Top of DATA PROVIDED

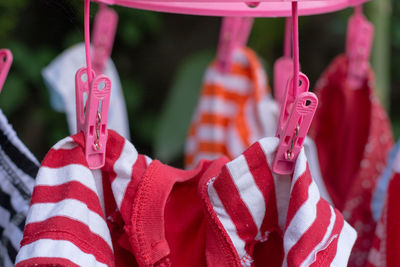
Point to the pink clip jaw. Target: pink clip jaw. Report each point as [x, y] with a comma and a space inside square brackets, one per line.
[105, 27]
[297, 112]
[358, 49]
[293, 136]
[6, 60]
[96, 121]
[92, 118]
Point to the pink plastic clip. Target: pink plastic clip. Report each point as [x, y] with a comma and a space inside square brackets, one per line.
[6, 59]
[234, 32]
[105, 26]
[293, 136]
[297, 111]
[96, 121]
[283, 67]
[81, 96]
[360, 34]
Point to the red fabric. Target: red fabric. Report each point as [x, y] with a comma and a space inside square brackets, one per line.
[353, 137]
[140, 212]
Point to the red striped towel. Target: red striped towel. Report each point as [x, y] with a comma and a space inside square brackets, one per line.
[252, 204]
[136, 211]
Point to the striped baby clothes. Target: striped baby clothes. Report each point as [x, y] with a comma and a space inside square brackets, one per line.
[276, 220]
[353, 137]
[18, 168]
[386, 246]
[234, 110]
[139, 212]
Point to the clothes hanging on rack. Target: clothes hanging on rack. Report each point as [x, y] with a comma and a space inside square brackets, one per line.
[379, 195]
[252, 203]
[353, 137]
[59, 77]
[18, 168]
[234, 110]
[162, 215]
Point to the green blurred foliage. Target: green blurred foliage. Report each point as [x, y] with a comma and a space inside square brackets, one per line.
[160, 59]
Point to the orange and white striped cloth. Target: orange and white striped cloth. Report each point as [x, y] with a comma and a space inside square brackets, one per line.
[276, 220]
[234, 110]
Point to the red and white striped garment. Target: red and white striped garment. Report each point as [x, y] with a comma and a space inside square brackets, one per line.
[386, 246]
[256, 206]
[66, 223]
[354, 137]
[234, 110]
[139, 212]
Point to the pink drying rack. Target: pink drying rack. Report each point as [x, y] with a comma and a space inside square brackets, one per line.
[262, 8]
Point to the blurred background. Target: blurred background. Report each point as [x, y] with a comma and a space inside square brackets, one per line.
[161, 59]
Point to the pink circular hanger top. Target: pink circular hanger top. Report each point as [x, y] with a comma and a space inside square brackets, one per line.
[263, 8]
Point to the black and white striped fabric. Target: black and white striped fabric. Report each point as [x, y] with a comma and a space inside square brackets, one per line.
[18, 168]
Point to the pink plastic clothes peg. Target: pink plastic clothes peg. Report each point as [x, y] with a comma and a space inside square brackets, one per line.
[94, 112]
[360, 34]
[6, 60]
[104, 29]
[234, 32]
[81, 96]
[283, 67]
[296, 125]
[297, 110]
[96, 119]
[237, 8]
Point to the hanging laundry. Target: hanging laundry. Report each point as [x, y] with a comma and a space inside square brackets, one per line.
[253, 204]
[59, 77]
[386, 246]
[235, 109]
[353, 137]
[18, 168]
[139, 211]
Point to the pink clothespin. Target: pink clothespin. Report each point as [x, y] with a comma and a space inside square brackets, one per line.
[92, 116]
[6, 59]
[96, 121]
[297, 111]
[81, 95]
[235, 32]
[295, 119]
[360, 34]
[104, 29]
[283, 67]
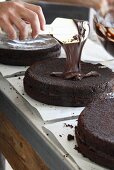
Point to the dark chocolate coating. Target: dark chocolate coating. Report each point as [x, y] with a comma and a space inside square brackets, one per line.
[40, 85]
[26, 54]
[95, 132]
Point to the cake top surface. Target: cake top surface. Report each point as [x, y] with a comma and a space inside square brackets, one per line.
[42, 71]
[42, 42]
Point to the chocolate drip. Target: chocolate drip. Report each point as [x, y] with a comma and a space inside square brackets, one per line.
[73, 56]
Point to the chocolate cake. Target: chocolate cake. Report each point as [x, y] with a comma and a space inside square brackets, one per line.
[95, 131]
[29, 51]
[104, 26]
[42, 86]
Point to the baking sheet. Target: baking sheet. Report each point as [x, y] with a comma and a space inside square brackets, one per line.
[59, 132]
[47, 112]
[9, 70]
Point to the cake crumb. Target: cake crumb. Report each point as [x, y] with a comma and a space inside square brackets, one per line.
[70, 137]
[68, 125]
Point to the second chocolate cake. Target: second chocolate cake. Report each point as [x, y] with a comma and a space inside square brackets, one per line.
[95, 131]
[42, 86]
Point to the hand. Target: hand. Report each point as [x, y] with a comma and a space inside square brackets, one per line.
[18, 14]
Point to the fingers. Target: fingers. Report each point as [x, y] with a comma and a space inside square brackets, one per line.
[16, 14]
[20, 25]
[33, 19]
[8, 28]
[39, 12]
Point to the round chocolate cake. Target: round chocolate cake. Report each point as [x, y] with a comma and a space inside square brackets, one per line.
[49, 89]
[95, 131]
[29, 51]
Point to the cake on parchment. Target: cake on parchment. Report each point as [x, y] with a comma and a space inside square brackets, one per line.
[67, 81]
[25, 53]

Bottom of DATA PROVIDED

◆ **INSTRUCTIONS FOR THE TASK**: When pictures appear among the entries, skip them and copy all remaining text precisely.

◆ **EXERCISE RESPONSE**:
Point to the pink clip jaw. Target: pink clip jaw. Report each point as [x, y] with a comma and a space inside square brackets, one per line.
[105, 27]
[297, 112]
[358, 49]
[293, 136]
[6, 60]
[96, 121]
[92, 118]
Point to the pink plastic clip. Target: pink plastic clip. Report each point as [x, y] with a comma and a space inside square brackets, one per line.
[6, 59]
[234, 32]
[105, 26]
[293, 136]
[297, 111]
[96, 121]
[283, 67]
[81, 96]
[360, 34]
Point to the red fabric. Target: red fabric. Report each point as [x, y] with a comma and a space inside square brackets, one per line.
[353, 137]
[140, 212]
Point to the red striped towel. Target: red striped towel. Report each point as [x, y] with a comma and a space inside square brackets, one per line.
[252, 204]
[136, 211]
Point to the striped baby clothes. Target: striped baby clothes. Report each point as [x, y] with a comma and a space inside square brackets, one per line.
[276, 220]
[353, 137]
[18, 168]
[386, 246]
[234, 110]
[139, 212]
Point to the clothes hanging on rack. Target: clothes hanging on rack. Report each point as [x, y] with a comma and a space inside square brackets, one per line.
[379, 195]
[252, 203]
[353, 137]
[59, 77]
[18, 168]
[234, 110]
[162, 215]
Point to the green blurred foliage. Target: green blurred foliage. Report each point as [x, y] with a comma and a space inside square brackets, one per line.
[160, 59]
Point to the orange and white striped cloth. Target: orange and white striped cloth. Report each point as [x, y] with a comma and a space inside square brackets, one per line.
[276, 220]
[234, 110]
Point to the red and white striped garment. Target: red and white striped garment. Report each point as [x, y] with a comma and a space inside square brackets, one per line.
[386, 246]
[256, 206]
[66, 223]
[354, 137]
[234, 110]
[139, 212]
Point to the pink drying rack. Target: pink drying rack. Report each point as [x, y] with a comma and a space inside square brackets, one per line.
[262, 8]
Point to the blurred background. Target: blurred background. Report each point as [x, y] with a comma and a space inside square brackets, one per line.
[161, 59]
Point to the pink circular hanger top. Target: pink circular hanger top. Report each point as [x, y] with a comma and a space inside square brackets, one per line.
[263, 8]
Point to the black and white striped fabric. Target: black and white striped fabric. Report each point as [x, y] with a comma and a space inside square brackets, one per line.
[18, 168]
Point to the pink plastic clothes peg. Target: pink plastic clothes peg. Report each point as [x, y] with a comma and a space inside square brackets, one per line.
[94, 112]
[360, 34]
[6, 60]
[104, 29]
[234, 32]
[81, 96]
[283, 67]
[296, 125]
[297, 110]
[96, 119]
[237, 8]
Point to the hanging laundry. Target: hanging laundry. Report each point as [x, y] with a comma and a space inside square brackets, one per line.
[253, 204]
[59, 77]
[386, 246]
[235, 109]
[353, 137]
[18, 168]
[139, 211]
Point to the pink clothespin. Target: pink clothespin. Report each point as [x, y] with a comma and a space inside square brackets, one per line.
[92, 116]
[6, 59]
[96, 121]
[297, 111]
[81, 95]
[235, 32]
[295, 119]
[360, 34]
[104, 29]
[283, 67]
Point to the dark chocolate coating. Target: dark chocolate coating. Report each point as [x, y] with a comma and a space inside square brackets, one per line.
[40, 85]
[26, 54]
[95, 132]
Point to the cake top surface. Target: cake top surface. Report each point as [x, y] with a comma and a space inside square brackets, one per line.
[42, 71]
[42, 42]
Point to the chocolate drip. Target: chocolate drip. Report each point as [x, y] with a comma and a space inside square brackets, one per line.
[73, 56]
Point to the chocolate cake. Target: chocolate cake. Report each point as [x, y] with a comma and a space inside square brackets, one per line.
[95, 131]
[29, 51]
[104, 26]
[42, 86]
Point to the baking sheet. Target: baking sheet. Report each point as [x, y] with a comma and a space inside square brackets, one per line.
[59, 132]
[47, 112]
[9, 70]
Point to the cake crumb. Target: cake crumb. Report each point as [x, y] with a comma and a space inside square brackets, one per line.
[70, 137]
[68, 125]
Point to the second chocolate cake. Target: second chocolate cake. Report each point as [x, y] with a comma and a space inside square brackets, one per line.
[95, 131]
[42, 86]
Point to the hand. Target: hand. Report each point as [x, y] with a comma and a space inside square brackets, one per line.
[18, 14]
Point to the fingers. Target: fingers. Report each point as [x, y] with a comma and a space inside square brackets, one per line.
[16, 14]
[20, 25]
[33, 19]
[8, 28]
[39, 12]
Point to the round chocolate cake. Target: round chocolate cake. Report each point as [x, y] with a comma and a space inside square brackets, one per line.
[49, 89]
[95, 131]
[29, 51]
Point to the cake on parchment. Target: cake on parchment. Report each point as [x, y] with a comma and a space inside square brackets, one per line.
[67, 81]
[25, 53]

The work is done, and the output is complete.